▸ **TEXTE PRÉSENTÉ**:
══════
Souvenirs de lycée, filière littéraire. Le bac approche, et dans mes filets, j’emmène Le Guépard de Giuseppe Tomasi di Lampedusa. Roman de la Sicile étouffante et aride, il me rencontre alors que mon amour italien naît. Un rendez-vous livresque obligatoire, ordre professoral, mais jamais regretté ni effectué sous la contrainte. J’ai aimé voltigé sous les mots de l’auteur et me perdre dans les palais rococo.
Si vous n’avez pas vu le film del Gattopardo du prodigieux Visconti, voici en quelques mots la trame de l’histoire. C’est l’heure du Risorgimento, l’Italie scindée en plusieurs états sous des airs féodaux se réunifie à coup d’épée. Les nobles, les seigneurs, l’Eglise, perdent leurs grands pouvoirs, et parfois l’estime d’eux-mêmes. Au cœur de cette tourmente politique, il y a une riche famille, les Salina, menée par le chef de famille, Don Fabrizio, une loup au cœur tendre et fier, passionné d’astronomie. Il doit se rabaisser à des actes non admis auparavant, comme accueillir dans sa maison le nouveau maire, nouveau riche, fils de paysan profond. Et avec lui, sa fille, le douce, la splendide, l’envoûtante, la magnifique Angelica. Petite fille de paysan avec des airs de ville et une beauté à couper le souffle, elle séduit tout de suite le beau et impétueux Tancredi, un jeune homme que Don Fabrizio a recueilli et qu’il considère comme son fils. Les marier serait un déshonneur, mais après tout, il faut avancer avec son temps. Dans la chaleur brûlante, la passion des deux amoureux va éclater et éblouir tout le monde.
══════
▸ **DONNÉES SOURCES**:
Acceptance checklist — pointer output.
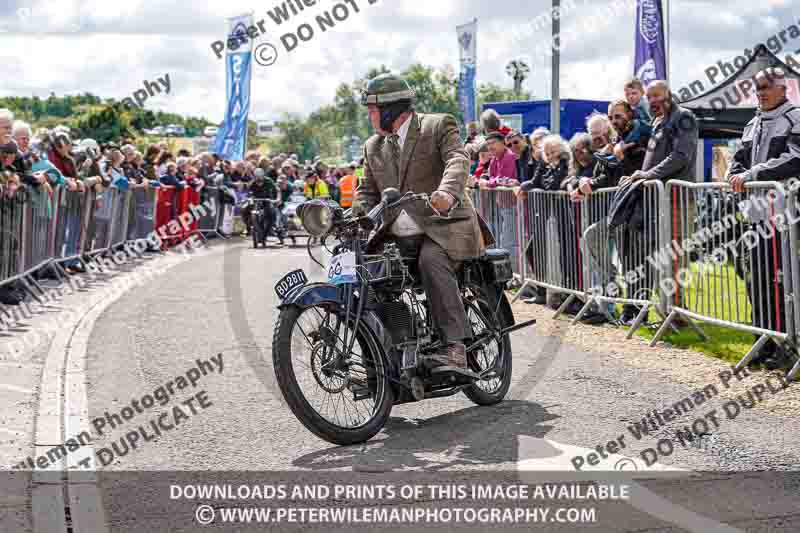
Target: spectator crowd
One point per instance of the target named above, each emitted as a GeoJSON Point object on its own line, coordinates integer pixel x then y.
{"type": "Point", "coordinates": [50, 158]}
{"type": "Point", "coordinates": [644, 135]}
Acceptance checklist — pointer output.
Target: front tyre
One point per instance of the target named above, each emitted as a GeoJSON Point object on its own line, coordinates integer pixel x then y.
{"type": "Point", "coordinates": [343, 399]}
{"type": "Point", "coordinates": [493, 359]}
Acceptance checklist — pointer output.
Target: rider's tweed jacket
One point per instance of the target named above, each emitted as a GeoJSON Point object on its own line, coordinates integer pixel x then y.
{"type": "Point", "coordinates": [433, 159]}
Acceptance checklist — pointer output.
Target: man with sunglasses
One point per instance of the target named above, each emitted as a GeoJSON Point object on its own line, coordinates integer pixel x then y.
{"type": "Point", "coordinates": [424, 153]}
{"type": "Point", "coordinates": [770, 151]}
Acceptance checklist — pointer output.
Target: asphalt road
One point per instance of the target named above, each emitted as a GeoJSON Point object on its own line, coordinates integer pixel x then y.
{"type": "Point", "coordinates": [563, 403]}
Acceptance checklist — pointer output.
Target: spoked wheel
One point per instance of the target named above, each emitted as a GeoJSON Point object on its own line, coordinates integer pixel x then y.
{"type": "Point", "coordinates": [493, 360]}
{"type": "Point", "coordinates": [342, 398]}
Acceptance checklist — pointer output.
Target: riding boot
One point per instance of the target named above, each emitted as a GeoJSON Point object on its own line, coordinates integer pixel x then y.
{"type": "Point", "coordinates": [451, 358]}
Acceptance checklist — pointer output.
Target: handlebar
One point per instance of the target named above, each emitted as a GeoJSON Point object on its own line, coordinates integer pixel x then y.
{"type": "Point", "coordinates": [383, 206]}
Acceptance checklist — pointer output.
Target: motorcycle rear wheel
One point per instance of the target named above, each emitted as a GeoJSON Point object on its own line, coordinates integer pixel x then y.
{"type": "Point", "coordinates": [497, 354]}
{"type": "Point", "coordinates": [367, 371]}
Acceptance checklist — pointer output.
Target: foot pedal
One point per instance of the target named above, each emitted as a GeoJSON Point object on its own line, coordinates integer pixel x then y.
{"type": "Point", "coordinates": [459, 372]}
{"type": "Point", "coordinates": [360, 390]}
{"type": "Point", "coordinates": [417, 388]}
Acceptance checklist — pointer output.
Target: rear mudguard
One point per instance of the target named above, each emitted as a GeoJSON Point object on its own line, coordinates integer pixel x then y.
{"type": "Point", "coordinates": [319, 293]}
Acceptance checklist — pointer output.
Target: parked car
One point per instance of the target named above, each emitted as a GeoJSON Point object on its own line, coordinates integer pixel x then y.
{"type": "Point", "coordinates": [175, 130]}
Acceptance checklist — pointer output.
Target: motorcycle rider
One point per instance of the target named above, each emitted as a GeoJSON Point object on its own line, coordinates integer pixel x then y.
{"type": "Point", "coordinates": [424, 153]}
{"type": "Point", "coordinates": [262, 187]}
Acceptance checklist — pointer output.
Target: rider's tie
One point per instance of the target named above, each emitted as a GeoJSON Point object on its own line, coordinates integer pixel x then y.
{"type": "Point", "coordinates": [394, 146]}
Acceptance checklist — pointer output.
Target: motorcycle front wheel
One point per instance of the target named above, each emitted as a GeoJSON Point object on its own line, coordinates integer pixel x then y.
{"type": "Point", "coordinates": [342, 398]}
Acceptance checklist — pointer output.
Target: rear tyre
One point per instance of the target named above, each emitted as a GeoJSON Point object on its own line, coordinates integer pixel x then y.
{"type": "Point", "coordinates": [305, 364]}
{"type": "Point", "coordinates": [494, 356]}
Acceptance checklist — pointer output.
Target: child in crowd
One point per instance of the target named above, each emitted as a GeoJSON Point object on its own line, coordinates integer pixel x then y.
{"type": "Point", "coordinates": [484, 157]}
{"type": "Point", "coordinates": [635, 95]}
{"type": "Point", "coordinates": [170, 177]}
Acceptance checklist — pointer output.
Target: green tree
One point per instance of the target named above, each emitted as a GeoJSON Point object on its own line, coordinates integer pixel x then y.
{"type": "Point", "coordinates": [491, 92]}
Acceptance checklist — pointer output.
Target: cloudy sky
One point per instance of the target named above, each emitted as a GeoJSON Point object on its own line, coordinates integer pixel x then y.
{"type": "Point", "coordinates": [110, 47]}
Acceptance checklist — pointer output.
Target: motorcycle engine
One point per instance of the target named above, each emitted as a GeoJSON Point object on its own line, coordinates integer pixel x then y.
{"type": "Point", "coordinates": [397, 317]}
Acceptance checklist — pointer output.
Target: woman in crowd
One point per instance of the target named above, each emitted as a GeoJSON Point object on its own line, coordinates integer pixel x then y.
{"type": "Point", "coordinates": [150, 164]}
{"type": "Point", "coordinates": [315, 187]}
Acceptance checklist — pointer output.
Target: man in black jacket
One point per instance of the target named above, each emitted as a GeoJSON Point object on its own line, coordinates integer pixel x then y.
{"type": "Point", "coordinates": [599, 241]}
{"type": "Point", "coordinates": [770, 151]}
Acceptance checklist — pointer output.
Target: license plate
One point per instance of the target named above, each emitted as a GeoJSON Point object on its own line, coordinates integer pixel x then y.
{"type": "Point", "coordinates": [342, 268]}
{"type": "Point", "coordinates": [290, 281]}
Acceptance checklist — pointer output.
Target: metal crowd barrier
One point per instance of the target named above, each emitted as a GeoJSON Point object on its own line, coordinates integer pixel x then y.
{"type": "Point", "coordinates": [210, 223]}
{"type": "Point", "coordinates": [74, 213]}
{"type": "Point", "coordinates": [141, 220]}
{"type": "Point", "coordinates": [40, 218]}
{"type": "Point", "coordinates": [623, 263]}
{"type": "Point", "coordinates": [12, 235]}
{"type": "Point", "coordinates": [738, 264]}
{"type": "Point", "coordinates": [102, 221]}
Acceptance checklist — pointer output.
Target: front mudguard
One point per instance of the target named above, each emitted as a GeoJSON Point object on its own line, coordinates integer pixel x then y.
{"type": "Point", "coordinates": [313, 294]}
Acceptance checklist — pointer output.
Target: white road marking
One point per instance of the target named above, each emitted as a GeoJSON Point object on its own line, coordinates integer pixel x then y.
{"type": "Point", "coordinates": [15, 388]}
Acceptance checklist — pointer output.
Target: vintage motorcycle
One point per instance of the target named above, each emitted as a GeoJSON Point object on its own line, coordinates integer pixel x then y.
{"type": "Point", "coordinates": [262, 221]}
{"type": "Point", "coordinates": [346, 351]}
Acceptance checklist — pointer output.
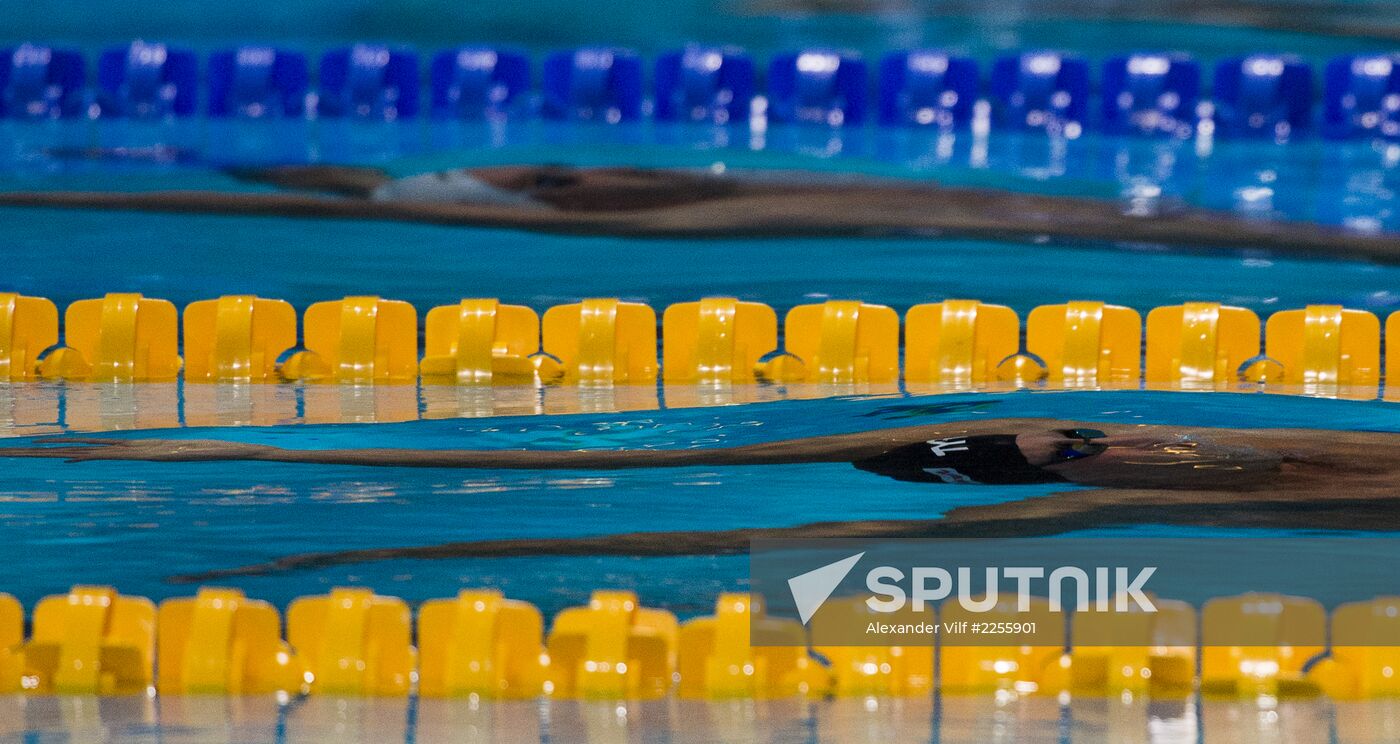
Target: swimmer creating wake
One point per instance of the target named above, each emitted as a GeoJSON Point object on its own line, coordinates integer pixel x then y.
{"type": "Point", "coordinates": [1115, 475]}
{"type": "Point", "coordinates": [657, 203]}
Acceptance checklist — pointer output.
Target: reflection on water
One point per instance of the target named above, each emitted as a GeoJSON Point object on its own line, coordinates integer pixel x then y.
{"type": "Point", "coordinates": [30, 409]}
{"type": "Point", "coordinates": [854, 720]}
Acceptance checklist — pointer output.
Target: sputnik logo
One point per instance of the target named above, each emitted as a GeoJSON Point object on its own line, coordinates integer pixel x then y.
{"type": "Point", "coordinates": [812, 589]}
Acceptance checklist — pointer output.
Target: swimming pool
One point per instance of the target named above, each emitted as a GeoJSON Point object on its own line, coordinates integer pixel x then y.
{"type": "Point", "coordinates": [283, 530]}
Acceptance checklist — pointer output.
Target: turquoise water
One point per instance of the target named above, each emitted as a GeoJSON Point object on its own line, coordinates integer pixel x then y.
{"type": "Point", "coordinates": [139, 526]}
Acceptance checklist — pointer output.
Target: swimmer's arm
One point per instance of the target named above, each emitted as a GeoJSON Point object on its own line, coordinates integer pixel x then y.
{"type": "Point", "coordinates": [828, 449]}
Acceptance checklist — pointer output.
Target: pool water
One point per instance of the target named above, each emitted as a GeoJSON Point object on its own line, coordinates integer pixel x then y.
{"type": "Point", "coordinates": [147, 527]}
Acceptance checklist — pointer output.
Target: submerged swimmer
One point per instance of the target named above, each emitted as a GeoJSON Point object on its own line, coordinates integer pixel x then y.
{"type": "Point", "coordinates": [1001, 451]}
{"type": "Point", "coordinates": [1112, 475]}
{"type": "Point", "coordinates": [703, 203]}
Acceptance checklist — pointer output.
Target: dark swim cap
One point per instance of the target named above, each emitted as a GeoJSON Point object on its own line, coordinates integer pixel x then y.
{"type": "Point", "coordinates": [990, 458]}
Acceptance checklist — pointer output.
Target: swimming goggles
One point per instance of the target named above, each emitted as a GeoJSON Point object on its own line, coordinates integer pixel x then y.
{"type": "Point", "coordinates": [1084, 444]}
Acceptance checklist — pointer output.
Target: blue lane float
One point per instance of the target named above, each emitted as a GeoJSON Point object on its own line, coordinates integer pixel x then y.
{"type": "Point", "coordinates": [1143, 94]}
{"type": "Point", "coordinates": [1263, 97]}
{"type": "Point", "coordinates": [594, 83]}
{"type": "Point", "coordinates": [816, 87]}
{"type": "Point", "coordinates": [1150, 94]}
{"type": "Point", "coordinates": [1361, 97]}
{"type": "Point", "coordinates": [478, 81]}
{"type": "Point", "coordinates": [1039, 90]}
{"type": "Point", "coordinates": [703, 84]}
{"type": "Point", "coordinates": [258, 83]}
{"type": "Point", "coordinates": [370, 81]}
{"type": "Point", "coordinates": [39, 81]}
{"type": "Point", "coordinates": [927, 87]}
{"type": "Point", "coordinates": [147, 80]}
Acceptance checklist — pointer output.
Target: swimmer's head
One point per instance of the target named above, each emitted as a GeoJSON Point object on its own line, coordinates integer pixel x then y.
{"type": "Point", "coordinates": [604, 189]}
{"type": "Point", "coordinates": [1092, 457]}
{"type": "Point", "coordinates": [454, 188]}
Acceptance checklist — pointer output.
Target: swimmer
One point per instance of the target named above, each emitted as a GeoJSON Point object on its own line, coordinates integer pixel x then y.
{"type": "Point", "coordinates": [997, 451]}
{"type": "Point", "coordinates": [658, 203]}
{"type": "Point", "coordinates": [1089, 475]}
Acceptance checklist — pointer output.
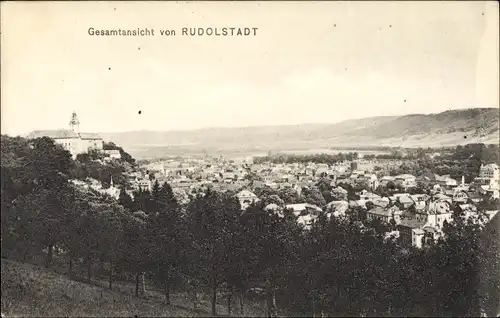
══════
▸ **VOTRE CONSIGNE**:
D'après le texte sur Le Guépard, de quoi Don Fabrizio est-il passionné ? Répondez en vous appuyant uniquement sur le texte.

▸ **RÉPONSE DE L'EXERCICE**:
Don Fabrizio est passionné d'astronomie.